Point labeling examples
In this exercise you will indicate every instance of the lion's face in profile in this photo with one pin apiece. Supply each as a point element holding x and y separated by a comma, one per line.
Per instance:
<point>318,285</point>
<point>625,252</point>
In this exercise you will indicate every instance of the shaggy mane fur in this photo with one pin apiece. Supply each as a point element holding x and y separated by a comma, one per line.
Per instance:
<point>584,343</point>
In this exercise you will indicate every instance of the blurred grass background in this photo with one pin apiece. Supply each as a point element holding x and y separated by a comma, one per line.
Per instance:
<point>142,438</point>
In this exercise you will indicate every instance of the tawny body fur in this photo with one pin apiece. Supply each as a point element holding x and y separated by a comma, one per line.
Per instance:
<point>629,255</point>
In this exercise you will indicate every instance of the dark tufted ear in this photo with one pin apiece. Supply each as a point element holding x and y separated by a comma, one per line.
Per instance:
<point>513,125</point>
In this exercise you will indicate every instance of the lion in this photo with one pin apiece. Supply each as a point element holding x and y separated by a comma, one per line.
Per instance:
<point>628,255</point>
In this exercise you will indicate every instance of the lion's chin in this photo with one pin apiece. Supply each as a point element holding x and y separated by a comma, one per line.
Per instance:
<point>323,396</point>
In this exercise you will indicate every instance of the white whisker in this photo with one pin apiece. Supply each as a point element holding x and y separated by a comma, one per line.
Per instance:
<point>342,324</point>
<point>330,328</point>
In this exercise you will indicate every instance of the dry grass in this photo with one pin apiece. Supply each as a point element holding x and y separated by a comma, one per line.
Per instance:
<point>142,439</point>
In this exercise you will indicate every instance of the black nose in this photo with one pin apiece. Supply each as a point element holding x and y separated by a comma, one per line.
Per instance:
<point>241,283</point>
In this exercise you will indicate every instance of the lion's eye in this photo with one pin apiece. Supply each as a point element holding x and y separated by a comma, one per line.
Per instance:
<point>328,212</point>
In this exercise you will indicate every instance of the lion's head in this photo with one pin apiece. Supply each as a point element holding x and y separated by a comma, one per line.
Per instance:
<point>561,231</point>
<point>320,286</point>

> _Exercise details_
Output each line of all the entries above as a Markdown table. Use the column Row for the row number and the column Line for the line, and leave out blank lines.

> _Reply to the exercise_
| Row | Line |
|---|---|
| 1 | In this exercise you will indicate every instance of the lion's face in profile in this photo with one pin apiece. Supply each as a point element holding x and y separated by a comma, one per line. |
| 2 | Per instance: |
| 3 | <point>318,285</point> |
| 4 | <point>625,252</point> |
| 5 | In this exercise you will indicate every instance of the shaggy mane fur in this photo with one pin apiece. Supply each as a point element holding x and y separated by a comma, one per line. |
| 6 | Per instance: |
| 7 | <point>584,343</point> |
| 8 | In this exercise you will indicate every instance of the blurred grass background in this photo with one pin apiece. Supply each as a point element holding x and y separated by a comma, one per line. |
| 9 | Per instance: |
| 10 | <point>142,438</point> |
| 11 | In this exercise you will indicate every instance of the tawny body fur in this photo with one pin apiece. Supply each as a point element holding x and y separated by a comma, one per line. |
| 12 | Per instance: |
| 13 | <point>629,255</point> |
| 14 | In this exercise you will indicate every instance of the dark tufted ear in this photo with one pin apiece. Supply each as a point element holding x and y separated by a comma, one per line. |
| 15 | Per instance: |
| 16 | <point>513,125</point> |
| 17 | In this exercise you will indicate every instance of the lion in this photo with one pin apiece. Supply each as a point element holding x and y separated by a comma, one per line. |
| 18 | Per instance: |
| 19 | <point>628,255</point> |
| 20 | In this exercise you will indicate every instance of the lion's chin in this photo with one pin apiece. Supply each as a point element holding x and y separated by a comma, one per line. |
| 21 | Per instance: |
| 22 | <point>323,396</point> |
| 23 | In this exercise you will indicate every instance of the white whisker in this photo with one pin apiece. Supply each as a point element holding x and y separated by a comma, one per line. |
| 24 | Per instance: |
| 25 | <point>342,324</point> |
| 26 | <point>330,328</point> |
| 27 | In this exercise you will indicate every instance of the dry grass in this photo with one pin apiece. Supply each as a point element holding x and y separated by a comma, one per line. |
| 28 | Per instance: |
| 29 | <point>142,439</point> |
| 30 | In this exercise you will indicate every instance of the black nose in this photo with one pin apiece. Supply each as a point element holding x and y separated by a comma, one per line. |
| 31 | Per instance: |
| 32 | <point>241,283</point> |
| 33 | In this exercise you will indicate every instance of the lion's eye in this photo with one pin apiece. Supply each as a point element holding x and y separated by a comma, one per line. |
| 34 | Per instance: |
| 35 | <point>328,212</point> |
| 36 | In this exercise you will indicate every instance of the lion's head in this photo with one pin apiece. Supply each as a point element holding x and y separated by a comma, one per line. |
| 37 | Per instance: |
| 38 | <point>561,231</point> |
| 39 | <point>320,286</point> |